In your reply, write out each entry exactly as given.

(EXTRACTED DATA)

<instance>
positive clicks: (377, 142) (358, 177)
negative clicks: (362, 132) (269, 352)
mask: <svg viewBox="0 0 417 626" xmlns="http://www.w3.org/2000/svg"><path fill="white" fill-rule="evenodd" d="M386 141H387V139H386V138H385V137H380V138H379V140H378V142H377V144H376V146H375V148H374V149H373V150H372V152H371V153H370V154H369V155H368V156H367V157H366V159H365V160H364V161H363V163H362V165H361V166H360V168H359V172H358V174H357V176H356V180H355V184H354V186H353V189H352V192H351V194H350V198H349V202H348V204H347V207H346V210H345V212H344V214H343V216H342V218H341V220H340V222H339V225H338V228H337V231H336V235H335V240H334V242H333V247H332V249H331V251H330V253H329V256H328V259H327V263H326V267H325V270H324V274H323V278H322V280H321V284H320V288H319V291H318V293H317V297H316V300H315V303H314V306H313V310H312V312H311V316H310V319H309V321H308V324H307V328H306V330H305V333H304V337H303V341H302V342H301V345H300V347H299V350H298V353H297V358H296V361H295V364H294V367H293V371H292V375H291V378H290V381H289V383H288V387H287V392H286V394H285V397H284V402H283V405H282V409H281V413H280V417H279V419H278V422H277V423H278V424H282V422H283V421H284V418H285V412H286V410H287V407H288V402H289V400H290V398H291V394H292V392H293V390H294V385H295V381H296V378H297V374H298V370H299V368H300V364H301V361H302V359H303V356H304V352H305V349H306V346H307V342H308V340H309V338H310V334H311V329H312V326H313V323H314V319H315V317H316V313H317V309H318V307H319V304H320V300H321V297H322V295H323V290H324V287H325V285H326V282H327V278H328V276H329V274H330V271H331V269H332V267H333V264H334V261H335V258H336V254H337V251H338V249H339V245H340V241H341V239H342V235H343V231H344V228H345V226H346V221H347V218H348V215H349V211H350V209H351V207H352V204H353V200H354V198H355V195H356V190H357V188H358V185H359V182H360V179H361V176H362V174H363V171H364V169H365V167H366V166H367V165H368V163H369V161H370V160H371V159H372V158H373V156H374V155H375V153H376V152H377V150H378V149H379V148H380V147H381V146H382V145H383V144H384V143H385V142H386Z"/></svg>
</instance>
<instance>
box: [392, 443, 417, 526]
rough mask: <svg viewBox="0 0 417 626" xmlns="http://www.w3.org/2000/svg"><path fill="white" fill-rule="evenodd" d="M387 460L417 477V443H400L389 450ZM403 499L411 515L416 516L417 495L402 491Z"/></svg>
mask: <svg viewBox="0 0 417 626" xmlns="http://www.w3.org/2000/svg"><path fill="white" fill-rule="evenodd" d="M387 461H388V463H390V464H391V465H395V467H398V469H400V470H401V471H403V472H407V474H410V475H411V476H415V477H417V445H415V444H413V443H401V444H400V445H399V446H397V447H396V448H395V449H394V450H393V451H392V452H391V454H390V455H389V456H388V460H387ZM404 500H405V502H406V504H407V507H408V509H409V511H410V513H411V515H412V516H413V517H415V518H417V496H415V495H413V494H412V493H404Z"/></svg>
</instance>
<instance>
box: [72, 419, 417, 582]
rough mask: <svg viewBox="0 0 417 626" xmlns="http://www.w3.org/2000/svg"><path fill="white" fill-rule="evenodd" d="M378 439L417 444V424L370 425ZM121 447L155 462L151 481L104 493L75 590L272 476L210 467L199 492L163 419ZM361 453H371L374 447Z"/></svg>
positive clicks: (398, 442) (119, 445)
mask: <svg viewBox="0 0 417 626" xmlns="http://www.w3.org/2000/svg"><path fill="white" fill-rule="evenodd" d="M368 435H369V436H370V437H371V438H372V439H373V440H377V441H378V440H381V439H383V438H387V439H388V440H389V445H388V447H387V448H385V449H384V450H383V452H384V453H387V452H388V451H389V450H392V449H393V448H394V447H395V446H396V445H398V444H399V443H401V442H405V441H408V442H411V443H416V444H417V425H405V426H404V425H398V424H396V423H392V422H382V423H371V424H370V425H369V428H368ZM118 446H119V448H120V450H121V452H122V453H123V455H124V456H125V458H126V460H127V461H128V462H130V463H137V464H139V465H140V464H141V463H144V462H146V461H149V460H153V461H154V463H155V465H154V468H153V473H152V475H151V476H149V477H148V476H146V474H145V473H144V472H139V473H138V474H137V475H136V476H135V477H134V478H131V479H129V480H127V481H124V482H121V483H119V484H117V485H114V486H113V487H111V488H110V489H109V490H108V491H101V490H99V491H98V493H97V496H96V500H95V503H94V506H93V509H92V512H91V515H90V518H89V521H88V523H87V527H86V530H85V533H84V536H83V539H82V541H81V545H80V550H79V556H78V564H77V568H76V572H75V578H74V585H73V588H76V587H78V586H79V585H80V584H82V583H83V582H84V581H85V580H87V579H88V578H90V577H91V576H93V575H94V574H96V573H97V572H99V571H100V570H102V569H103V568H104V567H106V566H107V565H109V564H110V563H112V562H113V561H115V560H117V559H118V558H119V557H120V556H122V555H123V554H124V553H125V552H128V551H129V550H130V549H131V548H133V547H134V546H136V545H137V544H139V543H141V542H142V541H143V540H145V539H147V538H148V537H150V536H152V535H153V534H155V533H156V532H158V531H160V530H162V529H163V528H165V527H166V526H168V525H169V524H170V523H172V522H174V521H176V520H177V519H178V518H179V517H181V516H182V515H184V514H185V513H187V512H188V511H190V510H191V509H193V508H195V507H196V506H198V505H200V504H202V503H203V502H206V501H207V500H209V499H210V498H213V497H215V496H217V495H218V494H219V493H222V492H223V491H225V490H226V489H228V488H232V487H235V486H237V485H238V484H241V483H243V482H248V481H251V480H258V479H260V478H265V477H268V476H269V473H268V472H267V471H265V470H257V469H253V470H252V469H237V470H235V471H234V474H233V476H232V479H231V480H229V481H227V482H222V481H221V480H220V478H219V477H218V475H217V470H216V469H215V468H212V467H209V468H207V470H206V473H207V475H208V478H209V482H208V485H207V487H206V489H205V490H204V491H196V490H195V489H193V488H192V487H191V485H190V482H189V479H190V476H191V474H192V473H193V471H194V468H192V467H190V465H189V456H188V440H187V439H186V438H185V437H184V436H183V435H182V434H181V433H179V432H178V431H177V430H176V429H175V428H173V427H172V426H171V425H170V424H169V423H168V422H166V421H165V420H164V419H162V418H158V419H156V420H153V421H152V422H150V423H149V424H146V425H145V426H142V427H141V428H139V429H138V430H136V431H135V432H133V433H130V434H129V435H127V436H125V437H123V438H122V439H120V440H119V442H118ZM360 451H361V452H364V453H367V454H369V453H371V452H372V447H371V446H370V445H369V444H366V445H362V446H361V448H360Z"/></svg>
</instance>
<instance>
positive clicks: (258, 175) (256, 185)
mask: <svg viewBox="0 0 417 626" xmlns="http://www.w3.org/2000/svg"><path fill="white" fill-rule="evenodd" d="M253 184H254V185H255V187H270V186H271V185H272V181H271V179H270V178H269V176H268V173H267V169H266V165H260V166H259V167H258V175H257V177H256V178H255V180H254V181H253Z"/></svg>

(End EXTRACTED DATA)

### OUTPUT BELOW
<instance>
positive clicks: (377, 142) (358, 177)
negative clicks: (362, 132) (269, 352)
mask: <svg viewBox="0 0 417 626" xmlns="http://www.w3.org/2000/svg"><path fill="white" fill-rule="evenodd" d="M386 141H387V139H386V138H385V137H380V138H379V140H378V142H377V144H376V146H375V148H374V149H373V150H372V152H371V153H370V154H369V155H368V156H367V157H366V159H365V160H364V161H363V163H362V165H361V166H360V168H359V172H358V174H357V176H356V180H355V184H354V186H353V189H352V192H351V194H350V198H349V202H348V204H347V207H346V210H345V212H344V214H343V216H342V218H341V220H340V222H339V225H338V228H337V231H336V235H335V240H334V242H333V247H332V249H331V251H330V253H329V256H328V259H327V263H326V267H325V270H324V274H323V278H322V280H321V284H320V288H319V291H318V293H317V297H316V300H315V303H314V306H313V310H312V312H311V316H310V319H309V321H308V324H307V328H306V330H305V333H304V337H303V341H302V342H301V345H300V347H299V350H298V353H297V358H296V361H295V364H294V367H293V371H292V375H291V378H290V381H289V383H288V387H287V392H286V394H285V397H284V402H283V405H282V409H281V413H280V417H279V419H278V422H277V423H278V424H282V422H283V421H284V418H285V412H286V410H287V407H288V402H289V400H290V398H291V394H292V392H293V390H294V385H295V381H296V378H297V374H298V370H299V368H300V364H301V361H302V359H303V356H304V352H305V349H306V346H307V342H308V340H309V338H310V334H311V329H312V326H313V323H314V319H315V317H316V313H317V309H318V307H319V304H320V300H321V297H322V295H323V290H324V287H325V285H326V282H327V278H328V276H329V274H330V271H331V269H332V267H333V264H334V261H335V258H336V254H337V251H338V249H339V245H340V241H341V239H342V235H343V231H344V228H345V226H346V221H347V218H348V215H349V211H350V209H351V207H352V204H353V200H354V198H355V195H356V190H357V188H358V185H359V182H360V179H361V176H362V174H363V171H364V169H365V167H366V166H367V165H368V163H369V161H370V160H371V159H372V158H373V156H374V155H375V153H376V152H377V150H378V149H379V148H380V147H381V146H382V145H383V144H384V143H385V142H386Z"/></svg>
</instance>
<instance>
box: [392, 443, 417, 526]
rough mask: <svg viewBox="0 0 417 626" xmlns="http://www.w3.org/2000/svg"><path fill="white" fill-rule="evenodd" d="M387 460L417 477V443H400L389 450ZM403 499L411 515L416 516L417 495L402 491Z"/></svg>
mask: <svg viewBox="0 0 417 626" xmlns="http://www.w3.org/2000/svg"><path fill="white" fill-rule="evenodd" d="M387 461H388V463H390V464H391V465H395V467H398V469H400V470H401V471H403V472H407V474H410V475H411V476H415V477H417V445H415V444H413V443H401V444H400V445H399V446H397V447H396V448H395V449H394V450H393V451H392V452H391V454H390V455H389V456H388V460H387ZM404 500H405V502H406V504H407V507H408V509H409V511H410V513H411V515H412V516H413V517H415V518H417V496H415V495H413V494H412V493H404Z"/></svg>
</instance>
<instance>
box: [72, 419, 417, 582]
rough mask: <svg viewBox="0 0 417 626" xmlns="http://www.w3.org/2000/svg"><path fill="white" fill-rule="evenodd" d="M378 439L417 444V424L370 425ZM121 447L155 462L151 481L104 493L75 590L272 476L210 467L199 492L163 419ZM361 453H371L374 447Z"/></svg>
positive clicks: (398, 442) (119, 445)
mask: <svg viewBox="0 0 417 626" xmlns="http://www.w3.org/2000/svg"><path fill="white" fill-rule="evenodd" d="M368 435H369V436H370V437H371V438H372V439H373V440H377V441H378V440H381V439H383V438H387V439H388V440H389V445H388V447H387V448H385V449H384V450H383V452H384V453H387V452H388V451H389V450H392V449H393V448H394V447H395V446H396V445H398V444H399V443H401V442H405V441H408V442H411V443H416V444H417V425H405V426H404V425H398V424H396V423H392V422H382V423H371V424H370V425H369V428H368ZM118 446H119V448H120V450H121V452H122V453H123V455H124V456H125V458H126V460H127V461H128V462H130V463H137V464H139V465H140V464H141V463H144V462H146V461H149V460H153V461H154V463H155V465H154V468H153V473H152V475H151V476H149V477H148V476H146V474H145V473H144V472H139V473H138V474H137V475H136V476H135V477H134V478H131V479H129V480H127V481H124V482H121V483H119V484H117V485H114V486H113V487H111V488H110V489H109V490H108V491H101V490H99V491H98V493H97V496H96V500H95V503H94V506H93V509H92V512H91V515H90V518H89V521H88V523H87V527H86V530H85V533H84V536H83V539H82V541H81V545H80V550H79V556H78V564H77V568H76V572H75V578H74V585H73V588H76V587H78V586H79V585H80V584H82V583H83V582H84V581H85V580H87V579H88V578H90V577H91V576H93V575H94V574H96V573H97V572H99V571H100V570H102V569H103V568H104V567H106V566H107V565H109V564H110V563H112V562H113V561H115V560H117V559H118V558H119V557H120V556H122V555H123V554H124V553H125V552H128V551H129V550H130V549H131V548H133V547H134V546H136V545H137V544H139V543H141V542H142V541H143V540H145V539H147V538H148V537H150V536H152V535H153V534H155V533H156V532H158V531H160V530H162V529H163V528H165V527H166V526H168V525H169V524H170V523H172V522H174V521H176V520H177V519H178V518H179V517H181V516H182V515H184V514H185V513H187V512H188V511H190V510H191V509H193V508H195V507H196V506H198V505H200V504H202V503H203V502H206V501H207V500H209V499H210V498H213V497H215V496H217V495H218V494H219V493H222V492H223V491H225V490H226V489H228V488H232V487H235V486H237V485H238V484H241V483H243V482H248V481H251V480H258V479H260V478H265V477H268V476H269V473H268V472H267V471H265V470H257V469H253V470H252V469H237V470H235V471H234V474H233V476H232V479H231V480H229V481H227V482H222V481H221V480H220V478H219V477H218V475H217V470H216V469H215V468H212V467H209V468H207V470H206V473H207V475H208V478H209V482H208V485H207V487H206V489H205V490H204V491H196V490H195V489H193V488H192V487H191V485H190V482H189V479H190V476H191V474H192V473H193V471H194V468H192V467H190V465H189V456H188V440H187V439H186V438H185V437H184V436H183V435H182V434H181V433H179V432H178V431H177V430H176V429H175V428H173V427H172V426H171V425H170V424H169V423H168V422H166V421H165V420H164V419H162V418H158V419H156V420H153V421H152V422H150V423H149V424H146V425H145V426H142V427H141V428H139V429H138V430H136V431H135V432H133V433H130V434H129V435H127V436H125V437H123V438H122V439H120V440H119V442H118ZM360 451H361V452H364V453H367V454H369V453H371V452H372V447H371V446H370V445H369V444H366V445H362V446H361V448H360Z"/></svg>
</instance>
<instance>
positive clicks: (258, 175) (256, 185)
mask: <svg viewBox="0 0 417 626" xmlns="http://www.w3.org/2000/svg"><path fill="white" fill-rule="evenodd" d="M253 184H254V185H255V187H270V186H271V185H272V181H271V179H270V178H269V176H268V173H267V169H266V165H260V166H259V167H258V175H257V177H256V178H255V180H254V181H253Z"/></svg>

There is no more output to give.